*** Extract ***

- The Washington Times - Monday, March 13, 2023

In an uncharacteristic move, President Biden woke up early Monday to address the nation about the collapse of Silicon Valley Bank.

“Today, thanks to the quick action of my administration over the past few days, Americans can have confidence that the banking system is safe,” Mr. Biden assured the U.S. public. “Small businesses across the country that had deposit accounts at these banks can breathe easier knowing they’ll be able to pay their workers and pay their bills. And their hardworking employees can breathe easier as well.”

Let’s be clear: Silicon Valley Bank, or SVB, was not catering to the little guy whose deposits are insured by the Federal Deposit Insurance Corp. up to $250,000 individually. Only 11% of SVB’s accounts were for this amount or less; the other 89% either were larger or the sorts of accounts that are categorically ineligible for FDIC coverage.



Over half of Silicon Valley startups bank with SVB — they are not personal accounts but businesses with millions of dollars. As Bloomberg reported on Friday, SVB is the “go-to financial institution for startups. Today it’s a household name in the Bay Area, deeply enmeshed in tech companies’ networks and infrastructure. SVB isn’t just a bank — it makes equity investments, patronizes startups’ services and sponsors lavish industry parties.”

Its account holders don’t reside in East Palestine, Ohio, who continue to suffer from a toxic train derailment largely ignored by the Biden administration. These account holders are Mr. Biden’s donors, and the people affected by the derailment are not.

A GovPredict analysis of Federal Election Commission data revealed people living in counties considered in Silicon Valley gave nearly $200 million to Democrats in 2020. An analysis by the Center for Responsive Politics found that 98% of political contributions from people who worked at internet companies went to Democrats that year.

Not surprisingly, these donors wanted quick action by the Biden administration to save their investments. The New York Post reported the day before Mr. Biden announced the bailout that Democrat-donor investors were “furious” at his slow response toward SVB.

*** End of Extract ***
*** Listed records ***

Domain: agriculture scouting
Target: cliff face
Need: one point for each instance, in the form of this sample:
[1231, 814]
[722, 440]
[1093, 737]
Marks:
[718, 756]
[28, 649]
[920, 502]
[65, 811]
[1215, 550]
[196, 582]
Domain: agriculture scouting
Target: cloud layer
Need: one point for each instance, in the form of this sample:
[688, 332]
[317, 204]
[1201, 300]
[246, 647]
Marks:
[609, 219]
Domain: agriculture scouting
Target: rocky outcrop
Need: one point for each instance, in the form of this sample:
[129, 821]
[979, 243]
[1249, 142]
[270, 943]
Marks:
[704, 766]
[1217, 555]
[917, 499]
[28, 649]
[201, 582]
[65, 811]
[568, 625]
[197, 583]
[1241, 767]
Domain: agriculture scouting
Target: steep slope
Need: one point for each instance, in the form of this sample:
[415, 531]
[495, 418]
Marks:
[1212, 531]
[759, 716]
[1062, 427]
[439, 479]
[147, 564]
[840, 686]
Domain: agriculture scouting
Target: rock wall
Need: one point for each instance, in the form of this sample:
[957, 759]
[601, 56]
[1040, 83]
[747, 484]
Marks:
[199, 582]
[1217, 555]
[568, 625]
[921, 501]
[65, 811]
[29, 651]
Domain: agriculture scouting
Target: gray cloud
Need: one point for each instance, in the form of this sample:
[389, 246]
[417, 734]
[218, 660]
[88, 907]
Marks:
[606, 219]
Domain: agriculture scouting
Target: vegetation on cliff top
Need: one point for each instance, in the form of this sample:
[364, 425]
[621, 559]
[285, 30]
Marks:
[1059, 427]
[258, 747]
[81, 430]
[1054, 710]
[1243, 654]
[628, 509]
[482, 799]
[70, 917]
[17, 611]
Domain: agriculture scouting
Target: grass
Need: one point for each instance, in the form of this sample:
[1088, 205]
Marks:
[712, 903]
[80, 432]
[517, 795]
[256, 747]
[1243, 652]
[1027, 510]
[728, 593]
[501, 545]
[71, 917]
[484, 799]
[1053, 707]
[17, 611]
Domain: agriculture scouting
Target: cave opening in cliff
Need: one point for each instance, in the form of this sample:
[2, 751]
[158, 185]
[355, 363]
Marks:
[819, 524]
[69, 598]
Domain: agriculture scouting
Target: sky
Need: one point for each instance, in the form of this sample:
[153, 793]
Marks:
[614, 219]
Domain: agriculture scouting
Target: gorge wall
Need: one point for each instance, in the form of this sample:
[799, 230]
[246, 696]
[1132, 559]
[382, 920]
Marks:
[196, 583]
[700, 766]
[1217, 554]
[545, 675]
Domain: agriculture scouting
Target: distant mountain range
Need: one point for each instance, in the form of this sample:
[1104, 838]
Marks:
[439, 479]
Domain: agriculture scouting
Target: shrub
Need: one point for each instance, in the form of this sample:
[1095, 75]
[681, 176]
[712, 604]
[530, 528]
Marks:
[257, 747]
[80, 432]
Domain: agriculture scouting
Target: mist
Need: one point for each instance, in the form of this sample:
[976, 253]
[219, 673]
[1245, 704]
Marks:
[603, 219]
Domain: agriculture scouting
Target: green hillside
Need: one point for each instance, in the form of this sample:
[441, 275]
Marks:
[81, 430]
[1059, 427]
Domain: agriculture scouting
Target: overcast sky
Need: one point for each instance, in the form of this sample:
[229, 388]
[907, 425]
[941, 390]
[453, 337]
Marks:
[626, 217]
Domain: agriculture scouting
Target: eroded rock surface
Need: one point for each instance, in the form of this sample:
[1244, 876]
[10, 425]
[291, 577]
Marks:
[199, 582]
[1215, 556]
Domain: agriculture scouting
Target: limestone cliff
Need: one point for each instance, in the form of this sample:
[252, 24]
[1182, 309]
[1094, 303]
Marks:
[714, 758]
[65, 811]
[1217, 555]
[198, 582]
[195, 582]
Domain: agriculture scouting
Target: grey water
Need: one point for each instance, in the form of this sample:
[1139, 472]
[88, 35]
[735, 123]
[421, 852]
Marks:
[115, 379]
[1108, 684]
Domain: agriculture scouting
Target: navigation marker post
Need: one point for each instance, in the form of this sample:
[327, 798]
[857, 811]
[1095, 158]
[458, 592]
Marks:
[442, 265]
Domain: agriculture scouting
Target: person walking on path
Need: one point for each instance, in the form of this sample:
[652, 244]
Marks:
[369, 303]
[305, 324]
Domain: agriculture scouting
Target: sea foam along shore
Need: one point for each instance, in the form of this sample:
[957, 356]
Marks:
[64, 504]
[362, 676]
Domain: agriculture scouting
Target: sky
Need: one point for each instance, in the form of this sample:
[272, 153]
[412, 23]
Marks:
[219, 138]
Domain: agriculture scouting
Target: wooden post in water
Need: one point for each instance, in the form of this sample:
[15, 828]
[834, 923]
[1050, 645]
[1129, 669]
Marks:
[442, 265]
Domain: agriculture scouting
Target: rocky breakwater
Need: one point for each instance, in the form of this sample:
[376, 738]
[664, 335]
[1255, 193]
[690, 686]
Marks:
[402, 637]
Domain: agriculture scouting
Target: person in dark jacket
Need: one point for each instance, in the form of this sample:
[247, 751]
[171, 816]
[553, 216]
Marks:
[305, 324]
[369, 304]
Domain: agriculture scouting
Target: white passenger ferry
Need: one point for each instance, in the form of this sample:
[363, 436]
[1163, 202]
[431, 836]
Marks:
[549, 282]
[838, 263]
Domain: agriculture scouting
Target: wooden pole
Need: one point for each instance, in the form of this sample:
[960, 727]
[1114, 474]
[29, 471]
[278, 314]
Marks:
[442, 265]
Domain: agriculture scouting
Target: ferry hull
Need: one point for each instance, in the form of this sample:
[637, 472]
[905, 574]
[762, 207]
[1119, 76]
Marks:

*** End of Listed records ***

▸ **Required tasks**:
[1] Print the Silicon Valley Bank column from "Over half of" to "derailment are not.".
[2] Decide whether each statement agrees with the Silicon Valley Bank column, answering yes or no and quoting the words that decide it: (a) Only 11% of SVB's accounts held $250,000 or less. (b) Biden addressed the nation late on Monday evening. (c) Most political contributions from internet company workers in 2020 went to Republicans.

▸ **Task answers**:
[1]
Over half of Silicon Valley startups bank with SVB — they are not personal accounts but businesses with millions of dollars. As Bloomberg reported on Friday, SVB is the “go-to financial institution for startups. Today it’s a household name in the Bay Area, deeply enmeshed in tech companies’ networks and infrastructure. SVB isn’t just a bank — it makes equity investments, patronizes startups’ services and sponsors lavish industry parties.”

Its account holders don’t reside in East Palestine, Ohio, who continue to suffer from a toxic train derailment largely ignored by the Biden administration. These account holders are Mr. Biden’s donors, and the people affected by the derailment are not.

[2]
(a) Yes: "Only 11% of SVB’s accounts were for this amount or less."
(b) No: "President Biden woke up early Monday to address the nation."
(c) No: "98% of political contributions from people who worked at internet companies went to Democrats that year."